### SELECTED EXCERPT
Moreover, some fish may thrive in environments characterized by unusual or extreme conditions such as acute or chronic decreases in water oxygen, altered salinity, changes in water pH, and temperature, or in some cases, even the temporary absence of water.
Our research combines whole animal techniques with biochemical, morphological, electrophysiological, and molecular approaches to determine how different species of fishes respond, cope, adapt and live in such unpredictable and extreme environments. We therefore work on a variety of fishes in the lab, ranging from phylogenetically ancient sea lampreys, hagfishes and lake sturgeon, to more modern teleosts such as goldfish and trout.
Current research projects in my lab are focused on:
Ammonia can arise in aquatic environments due to the degradation of organic matter, run-off from agricultural operations or as leachate from landfill sites. In humans, neurotoxic ammonia can build-up in the body due to defects in the liver’s ability to detoxify ammonia arising from protein catabolism. In a collaborative effort with Dr. Les Buck (Department of Zoology, University of Toronto) electrophysiological techniques (Patch Clamp) are being used to establish how ammonia alters the neurophysiology of the brain in fishes subjected to high concentrations of environmental ammonia. In addition to whole animal and neurophysiological studies, Dr. Lucy Lee (WLU, Biology) and I have established cell lines of goldfish brains and other tissues. These cell lines will be used to determine how ammonia affects neuron survival, and to establish the mechanism of ammonia toxicity in brain cells by exposing cells to ammonia in the presence of various drugs that are thought to reduce the ammonia’s toxic effects in the nervous system. These experiments will build upon the findings of recent students who found that the ammonia tolerance of rainbow trout was increased when certain drugs (e.g. MK801, ethanol) were used to reduce nervous system activity. In combination with whole animal studies, cultured brain cells will be useful in vitro models that will be used to ascertain why certain fishes are more tolerant to ammonia than other fishes and mammals.
We are also studying how wastes, such as ammonia urea, are excreted across the gills of primitive fishes such as the lamprey. Using different surgical, pharmacological and molecular approaches a major goal is to determine how the parasitic lampreys rid their bodies of urea and ammonia after ingesting the blood of fishes. Unlike filter feeding larval lampreys, the parasitic lampreys use an oral disc to attach to their hosts, and use their rasping tongue to pierce the hide and then suck the blood from the fish. We recently reported that parasitic lampreys excrete vast quantities of urea after feeding on sharks, which suggest that they have specialized urea transporters for this purpose.
Much of this work is presently being conducted by two undergraduate honours thesis students, but there are opportunities for an M.Sc. student to use cell culture and neurophysiological techniques to learn more about the mechanisms of ammonia toxicity and survival in fishes, or two examine modes of urea excretion in lampreys.

### RECORD EXTRACTS
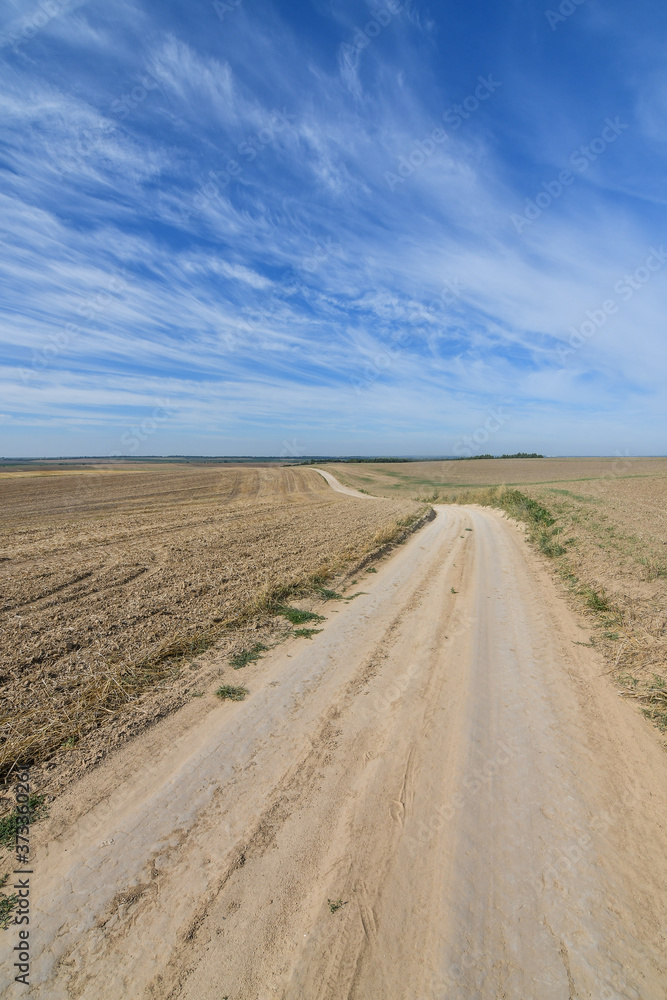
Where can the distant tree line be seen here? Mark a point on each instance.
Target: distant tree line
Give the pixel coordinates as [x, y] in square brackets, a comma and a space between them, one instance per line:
[519, 454]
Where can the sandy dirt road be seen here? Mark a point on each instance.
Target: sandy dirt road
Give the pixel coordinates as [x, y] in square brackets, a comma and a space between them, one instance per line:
[336, 485]
[444, 759]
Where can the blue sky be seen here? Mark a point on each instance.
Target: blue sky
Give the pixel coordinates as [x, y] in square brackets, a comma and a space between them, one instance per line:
[333, 228]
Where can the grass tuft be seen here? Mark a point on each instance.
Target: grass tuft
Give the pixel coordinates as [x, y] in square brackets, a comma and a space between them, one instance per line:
[328, 595]
[296, 616]
[336, 904]
[229, 693]
[9, 824]
[246, 656]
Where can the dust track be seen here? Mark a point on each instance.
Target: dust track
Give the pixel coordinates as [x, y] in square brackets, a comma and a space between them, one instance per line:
[451, 765]
[336, 485]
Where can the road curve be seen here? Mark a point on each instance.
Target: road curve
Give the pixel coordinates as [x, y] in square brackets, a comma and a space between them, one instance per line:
[439, 797]
[339, 488]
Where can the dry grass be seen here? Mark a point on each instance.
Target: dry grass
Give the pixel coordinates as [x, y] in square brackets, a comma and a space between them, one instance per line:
[425, 479]
[113, 581]
[604, 527]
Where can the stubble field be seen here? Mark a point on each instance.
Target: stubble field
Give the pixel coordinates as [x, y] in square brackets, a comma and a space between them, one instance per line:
[609, 518]
[115, 578]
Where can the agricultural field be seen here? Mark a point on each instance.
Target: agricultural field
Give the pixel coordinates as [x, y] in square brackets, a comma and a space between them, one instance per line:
[429, 478]
[114, 578]
[608, 542]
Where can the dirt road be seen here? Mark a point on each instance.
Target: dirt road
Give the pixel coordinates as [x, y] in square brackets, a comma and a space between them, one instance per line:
[336, 485]
[444, 767]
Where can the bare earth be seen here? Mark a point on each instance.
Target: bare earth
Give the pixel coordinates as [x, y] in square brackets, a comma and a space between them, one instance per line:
[110, 576]
[440, 796]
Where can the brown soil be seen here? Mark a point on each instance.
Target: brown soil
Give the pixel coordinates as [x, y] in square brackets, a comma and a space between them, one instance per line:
[112, 577]
[440, 795]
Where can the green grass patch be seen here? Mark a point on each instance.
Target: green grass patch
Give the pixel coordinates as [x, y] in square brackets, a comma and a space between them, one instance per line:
[328, 595]
[336, 904]
[10, 824]
[296, 616]
[246, 656]
[595, 601]
[229, 693]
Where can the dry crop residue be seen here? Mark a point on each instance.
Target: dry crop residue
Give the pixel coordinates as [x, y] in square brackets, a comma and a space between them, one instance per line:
[110, 577]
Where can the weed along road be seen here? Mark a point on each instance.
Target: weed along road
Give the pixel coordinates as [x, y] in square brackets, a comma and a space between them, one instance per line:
[438, 796]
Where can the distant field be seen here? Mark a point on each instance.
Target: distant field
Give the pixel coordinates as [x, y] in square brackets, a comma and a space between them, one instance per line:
[420, 477]
[610, 516]
[111, 575]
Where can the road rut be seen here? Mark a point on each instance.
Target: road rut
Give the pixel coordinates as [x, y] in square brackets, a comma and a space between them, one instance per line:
[444, 767]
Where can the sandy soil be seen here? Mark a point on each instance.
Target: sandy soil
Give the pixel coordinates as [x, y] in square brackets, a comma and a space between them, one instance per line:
[111, 580]
[443, 760]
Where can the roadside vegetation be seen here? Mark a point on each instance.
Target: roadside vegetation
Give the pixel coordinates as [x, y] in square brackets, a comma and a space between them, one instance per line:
[616, 578]
[117, 582]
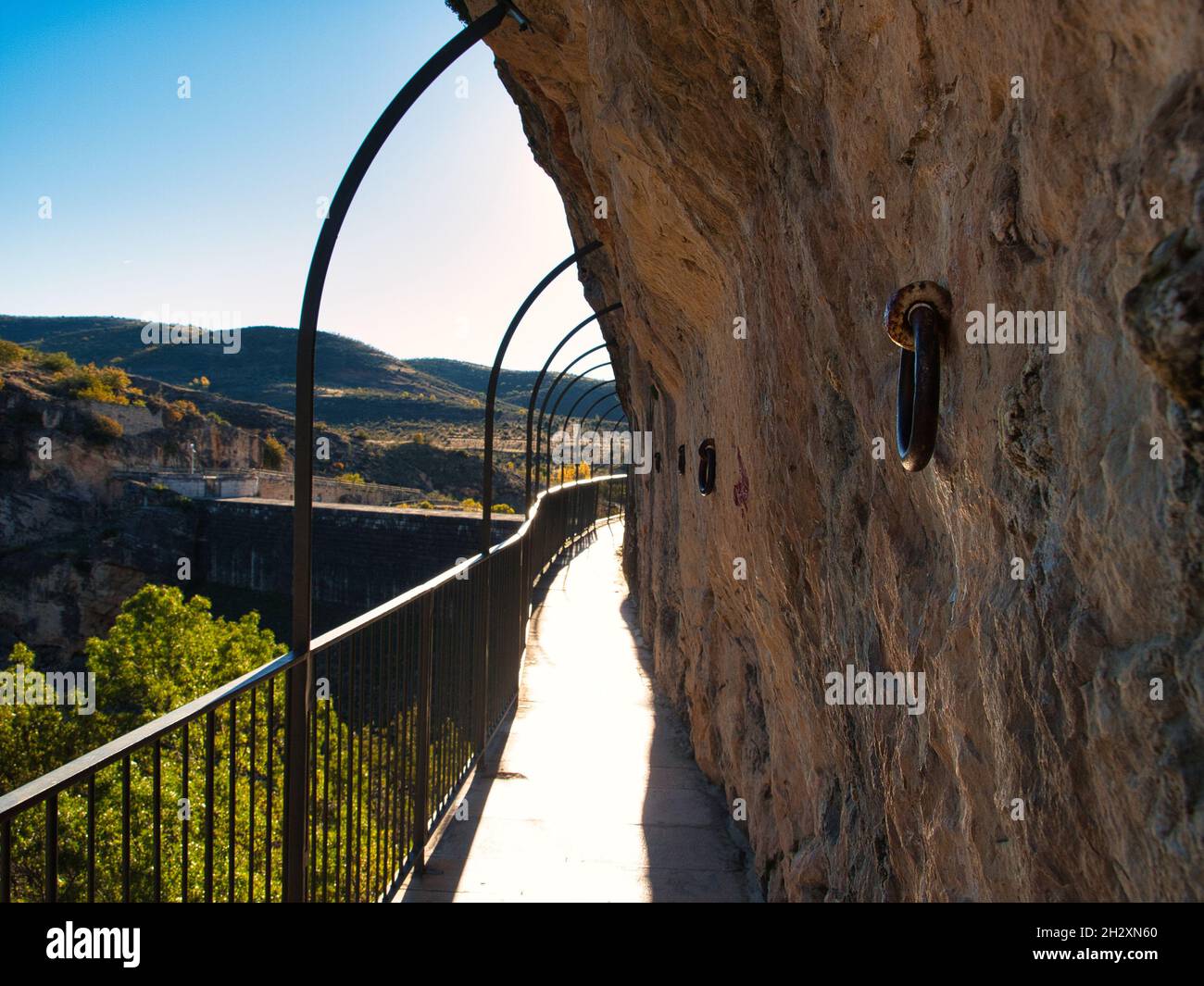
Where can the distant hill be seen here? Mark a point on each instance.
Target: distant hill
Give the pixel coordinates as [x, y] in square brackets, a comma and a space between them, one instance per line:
[357, 384]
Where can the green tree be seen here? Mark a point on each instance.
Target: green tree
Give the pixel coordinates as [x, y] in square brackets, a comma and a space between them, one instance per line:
[273, 454]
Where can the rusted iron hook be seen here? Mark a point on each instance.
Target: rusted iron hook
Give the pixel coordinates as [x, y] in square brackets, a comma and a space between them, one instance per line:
[915, 318]
[707, 468]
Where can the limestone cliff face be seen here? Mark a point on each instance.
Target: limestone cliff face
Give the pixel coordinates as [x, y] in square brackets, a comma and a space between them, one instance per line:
[762, 208]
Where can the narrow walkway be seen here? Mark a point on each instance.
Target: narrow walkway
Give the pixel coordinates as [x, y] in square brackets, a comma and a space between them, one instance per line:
[591, 793]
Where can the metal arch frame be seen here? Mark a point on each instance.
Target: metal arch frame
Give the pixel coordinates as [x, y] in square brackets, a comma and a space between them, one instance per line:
[584, 417]
[486, 480]
[606, 414]
[552, 417]
[299, 685]
[571, 414]
[543, 407]
[538, 383]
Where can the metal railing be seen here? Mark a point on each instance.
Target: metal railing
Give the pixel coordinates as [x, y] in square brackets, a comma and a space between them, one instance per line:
[192, 806]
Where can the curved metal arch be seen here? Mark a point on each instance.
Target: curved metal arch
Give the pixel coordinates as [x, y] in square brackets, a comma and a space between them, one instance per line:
[486, 478]
[297, 684]
[603, 417]
[571, 414]
[538, 383]
[552, 414]
[585, 414]
[552, 417]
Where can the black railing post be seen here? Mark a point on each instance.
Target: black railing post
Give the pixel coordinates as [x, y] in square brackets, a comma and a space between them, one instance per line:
[299, 682]
[422, 742]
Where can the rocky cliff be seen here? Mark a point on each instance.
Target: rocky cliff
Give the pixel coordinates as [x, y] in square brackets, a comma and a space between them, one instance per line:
[793, 164]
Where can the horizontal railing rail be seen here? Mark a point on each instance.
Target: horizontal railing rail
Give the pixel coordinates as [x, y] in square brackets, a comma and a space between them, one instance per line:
[191, 805]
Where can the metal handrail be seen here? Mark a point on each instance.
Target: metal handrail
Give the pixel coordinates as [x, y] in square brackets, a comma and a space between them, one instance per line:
[404, 797]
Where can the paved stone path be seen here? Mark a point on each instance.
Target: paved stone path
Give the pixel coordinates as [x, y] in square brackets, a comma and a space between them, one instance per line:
[590, 793]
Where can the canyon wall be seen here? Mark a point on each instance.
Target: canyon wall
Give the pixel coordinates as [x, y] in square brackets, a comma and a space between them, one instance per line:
[1031, 156]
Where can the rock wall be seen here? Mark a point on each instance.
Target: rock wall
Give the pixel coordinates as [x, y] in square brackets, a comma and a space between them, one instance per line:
[719, 207]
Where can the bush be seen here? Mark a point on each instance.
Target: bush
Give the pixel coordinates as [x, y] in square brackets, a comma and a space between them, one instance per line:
[12, 353]
[105, 429]
[273, 454]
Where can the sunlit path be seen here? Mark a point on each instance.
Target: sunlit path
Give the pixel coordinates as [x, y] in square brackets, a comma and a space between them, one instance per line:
[591, 793]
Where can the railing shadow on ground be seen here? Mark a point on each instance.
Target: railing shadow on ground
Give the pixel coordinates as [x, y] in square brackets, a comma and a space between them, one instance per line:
[449, 870]
[192, 805]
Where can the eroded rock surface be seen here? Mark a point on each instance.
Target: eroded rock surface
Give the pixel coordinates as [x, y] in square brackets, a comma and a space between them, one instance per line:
[762, 208]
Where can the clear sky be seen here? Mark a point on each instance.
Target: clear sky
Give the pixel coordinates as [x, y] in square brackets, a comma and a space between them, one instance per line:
[209, 204]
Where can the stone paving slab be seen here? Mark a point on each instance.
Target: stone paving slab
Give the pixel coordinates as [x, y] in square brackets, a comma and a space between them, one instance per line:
[590, 793]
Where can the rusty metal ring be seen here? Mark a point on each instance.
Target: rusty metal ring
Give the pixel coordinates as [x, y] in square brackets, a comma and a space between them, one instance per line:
[707, 468]
[895, 317]
[919, 395]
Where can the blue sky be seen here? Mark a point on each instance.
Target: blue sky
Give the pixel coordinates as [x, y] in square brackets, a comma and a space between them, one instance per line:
[209, 204]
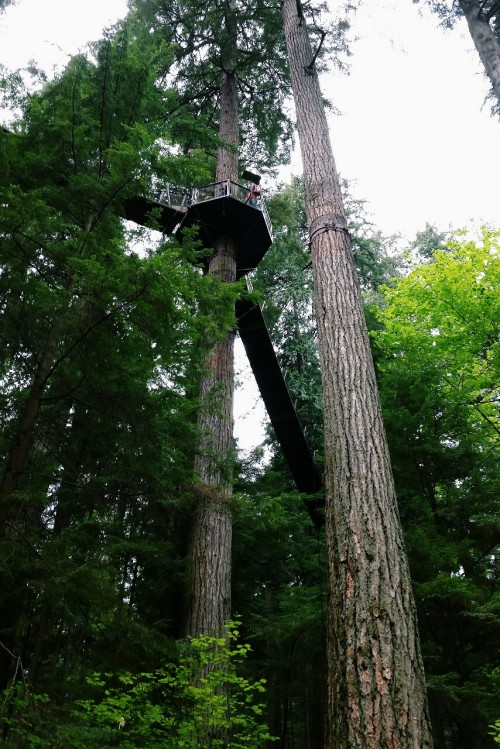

### REQUIRED WORK
A - In the text on fish physiology research, list every condition that the sentence beginning "Moreover, some fish may thrive" gives as an example of unusual or extreme conditions.
B - Extend the text on fish physiology research with the passage that would come after its final sentence.

### YOUR WRITTEN ANSWERS
A -
- acute or chronic decreases in water oxygen
- altered salinity
- changes in water pH
- temperature
- the temporary absence of water (in some cases)

B -
Unlike most vertebrates, in which oxygen starvation can rapidly lead to brain damage or death within minutes, the goldfish readily survives in oxygen depleted environments for days or even weeks. In an ongoing collaboration with Dr. Buck we measured the electrical properties of goldfish brain slices in response to anoxia using whole cell patch clamping. We have observed that the brain of some fish is protected by decreasing the activity of N-methyl-D-aspartate (NMDA) receptors, which are normally involved in processes such as learning and memory, and other ATP consuming enzymes (e.g. Na+/K+ ATPase)
Much of the work so far was completed by honours thesis students, but there are opportunities for an M.Sc. student to use cell culture, immunodetection and neurophysiological studies to learn more about the neurophysiology of domestic and pond-dwelling goldfish during periods of oxygen starvation.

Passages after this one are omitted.